### SET PROBLEM
Please return, unchanged, the part of the listing below that opens with the line containing "Task: If you could identify the red graffiti" and closes with the line containing "point(25, 61)", both of those lines included.

* START SUPPLIED RECORDS *

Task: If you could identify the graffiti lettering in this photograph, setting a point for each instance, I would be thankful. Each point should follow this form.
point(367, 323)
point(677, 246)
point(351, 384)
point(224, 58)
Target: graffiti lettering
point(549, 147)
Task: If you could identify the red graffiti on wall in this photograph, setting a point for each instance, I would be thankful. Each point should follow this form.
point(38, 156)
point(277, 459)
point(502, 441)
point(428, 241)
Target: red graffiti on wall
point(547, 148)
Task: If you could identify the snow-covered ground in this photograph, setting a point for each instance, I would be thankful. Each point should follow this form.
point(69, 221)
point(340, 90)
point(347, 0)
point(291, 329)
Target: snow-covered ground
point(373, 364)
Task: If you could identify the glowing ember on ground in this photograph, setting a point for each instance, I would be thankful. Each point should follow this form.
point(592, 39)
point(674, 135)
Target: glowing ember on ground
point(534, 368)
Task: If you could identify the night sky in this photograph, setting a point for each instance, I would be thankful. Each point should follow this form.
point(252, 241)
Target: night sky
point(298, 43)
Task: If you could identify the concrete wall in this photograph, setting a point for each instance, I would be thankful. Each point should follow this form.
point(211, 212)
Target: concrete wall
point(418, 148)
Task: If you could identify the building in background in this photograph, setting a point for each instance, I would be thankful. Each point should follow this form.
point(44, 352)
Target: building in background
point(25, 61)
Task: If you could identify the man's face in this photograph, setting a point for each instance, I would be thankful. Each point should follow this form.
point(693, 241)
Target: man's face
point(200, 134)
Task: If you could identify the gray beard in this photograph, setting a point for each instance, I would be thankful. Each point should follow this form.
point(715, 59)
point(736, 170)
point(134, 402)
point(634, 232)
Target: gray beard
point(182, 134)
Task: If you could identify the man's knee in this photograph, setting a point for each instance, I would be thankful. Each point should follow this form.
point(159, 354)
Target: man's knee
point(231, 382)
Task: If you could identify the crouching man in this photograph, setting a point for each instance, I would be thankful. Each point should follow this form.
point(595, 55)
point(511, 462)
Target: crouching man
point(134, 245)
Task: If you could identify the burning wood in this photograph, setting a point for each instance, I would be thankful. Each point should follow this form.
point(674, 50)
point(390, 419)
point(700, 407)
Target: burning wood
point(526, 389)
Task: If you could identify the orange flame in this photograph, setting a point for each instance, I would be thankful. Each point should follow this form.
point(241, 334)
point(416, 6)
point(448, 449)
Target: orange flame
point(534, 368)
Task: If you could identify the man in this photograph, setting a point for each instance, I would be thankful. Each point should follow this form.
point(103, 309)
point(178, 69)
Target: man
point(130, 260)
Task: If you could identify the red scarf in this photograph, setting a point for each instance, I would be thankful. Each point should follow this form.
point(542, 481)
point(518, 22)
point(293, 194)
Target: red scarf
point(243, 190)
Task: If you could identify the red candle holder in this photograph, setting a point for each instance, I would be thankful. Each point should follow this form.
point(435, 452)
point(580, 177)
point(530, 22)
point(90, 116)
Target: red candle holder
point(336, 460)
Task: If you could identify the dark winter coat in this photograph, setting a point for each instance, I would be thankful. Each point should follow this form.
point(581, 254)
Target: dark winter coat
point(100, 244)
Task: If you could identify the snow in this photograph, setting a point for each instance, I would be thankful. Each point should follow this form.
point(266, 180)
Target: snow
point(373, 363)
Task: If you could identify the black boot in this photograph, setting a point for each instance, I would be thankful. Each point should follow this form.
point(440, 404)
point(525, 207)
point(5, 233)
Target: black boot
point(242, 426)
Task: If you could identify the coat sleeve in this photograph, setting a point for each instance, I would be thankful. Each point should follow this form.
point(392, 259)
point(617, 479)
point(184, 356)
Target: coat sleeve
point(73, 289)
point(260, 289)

* END SUPPLIED RECORDS *

### FULL SOLUTION
Task: If you could identify the red graffiti on wall in this photograph, setting a point for each instance, I would be thankful. Each point should follow this form.
point(38, 156)
point(277, 459)
point(502, 441)
point(428, 241)
Target: red graffiti on wall
point(547, 148)
Task: If you could identify the snow-covered ground in this photograph, setting a point for each instance, I would be thankful. Each point should follow this form.
point(69, 221)
point(340, 90)
point(347, 0)
point(291, 329)
Target: snow-covered ground
point(373, 364)
Task: If you could identify the glowing ember on ground in this photograph, setting a point for each instance, I would be thankful. Each point should follow this form.
point(592, 39)
point(674, 135)
Target: glowing ember on ground
point(534, 368)
Task: If you could identify the night sky in this photograph, setting a point for each instance, I would be thankful. Each point should follow this form.
point(252, 241)
Target: night sky
point(298, 43)
Task: If you could identify the concrete wall in this photograph, setting a point for each instance, I would be thankful. Each point should follow this form.
point(211, 212)
Target: concrete wall
point(418, 148)
Task: If you could identify the building in background in this photograph, setting a point for each instance, I would be thankful. Each point should follow this form.
point(44, 352)
Target: building in background
point(25, 61)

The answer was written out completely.